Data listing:
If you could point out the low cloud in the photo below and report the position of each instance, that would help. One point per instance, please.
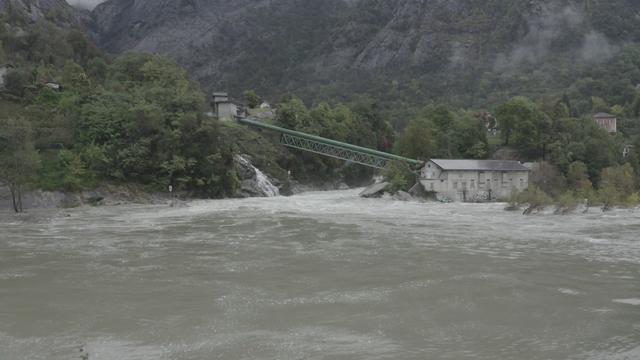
(596, 47)
(544, 28)
(549, 26)
(85, 4)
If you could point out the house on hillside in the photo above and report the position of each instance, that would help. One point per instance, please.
(4, 70)
(607, 122)
(223, 108)
(474, 180)
(626, 151)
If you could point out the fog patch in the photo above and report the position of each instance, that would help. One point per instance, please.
(85, 4)
(596, 47)
(458, 56)
(545, 27)
(553, 24)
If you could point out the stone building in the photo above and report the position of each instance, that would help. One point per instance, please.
(606, 121)
(223, 108)
(474, 180)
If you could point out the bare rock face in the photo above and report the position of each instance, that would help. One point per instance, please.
(300, 46)
(57, 10)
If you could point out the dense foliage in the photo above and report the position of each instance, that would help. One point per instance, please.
(136, 119)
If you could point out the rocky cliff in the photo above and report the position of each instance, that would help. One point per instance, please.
(332, 48)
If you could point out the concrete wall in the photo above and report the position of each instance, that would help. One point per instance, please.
(473, 185)
(609, 124)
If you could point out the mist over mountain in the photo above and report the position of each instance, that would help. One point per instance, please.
(469, 52)
(85, 4)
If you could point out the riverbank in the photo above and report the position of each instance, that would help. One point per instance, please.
(119, 194)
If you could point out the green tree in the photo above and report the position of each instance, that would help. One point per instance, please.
(18, 158)
(511, 113)
(253, 99)
(399, 176)
(293, 114)
(417, 141)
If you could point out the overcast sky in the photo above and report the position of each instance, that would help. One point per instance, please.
(87, 4)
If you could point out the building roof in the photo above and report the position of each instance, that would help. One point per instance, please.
(603, 115)
(480, 165)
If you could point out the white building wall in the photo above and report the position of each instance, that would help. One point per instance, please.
(227, 111)
(473, 185)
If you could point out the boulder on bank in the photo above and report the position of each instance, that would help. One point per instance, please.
(402, 196)
(253, 182)
(375, 190)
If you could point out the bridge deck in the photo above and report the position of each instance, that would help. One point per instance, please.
(332, 148)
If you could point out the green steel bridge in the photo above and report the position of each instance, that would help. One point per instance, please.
(332, 148)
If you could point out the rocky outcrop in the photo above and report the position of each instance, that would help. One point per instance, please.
(254, 183)
(282, 46)
(375, 190)
(57, 11)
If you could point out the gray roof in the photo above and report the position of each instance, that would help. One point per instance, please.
(480, 165)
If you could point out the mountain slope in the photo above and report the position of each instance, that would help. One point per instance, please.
(412, 49)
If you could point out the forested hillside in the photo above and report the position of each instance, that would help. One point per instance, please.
(72, 118)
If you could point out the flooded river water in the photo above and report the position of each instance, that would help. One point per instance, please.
(319, 276)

* _WORK INSTRUCTIONS_: Copy the rows above word for word, from the line with "If you could point out the boulder" through the end of the rows.

* _THE RESULT_:
If you could point out the boulder on bank in the photo above and report the position of each instance, that would help. One point per instance, please.
(402, 196)
(253, 182)
(375, 190)
If you could point out the bridge deck in the photo above and report the position of each instance, that would help. One point per instance, please.
(332, 148)
If you could point out the green steel bridge in the photo above and report the position of each instance, that would help. One point per instance, please.
(332, 148)
If you could point out the rocky outcrop in the photo above and report the position of each instance, that would help. One point per instance, please.
(254, 183)
(282, 46)
(375, 190)
(57, 11)
If you could point out the gray roof in the photo above and report the position of each instance, that would help. One point per instance, please.
(480, 165)
If you could point out the mountain slope in the photo above and report the position of each instance, that would help. One point per instance, please.
(412, 49)
If you could point out the forested hillside in the photo above and report the position of each instance, that would help. One point per instance, please.
(72, 118)
If you could point out the flooded river water in the photo above and report the position of each instance, that would help. One point per instance, please.
(319, 276)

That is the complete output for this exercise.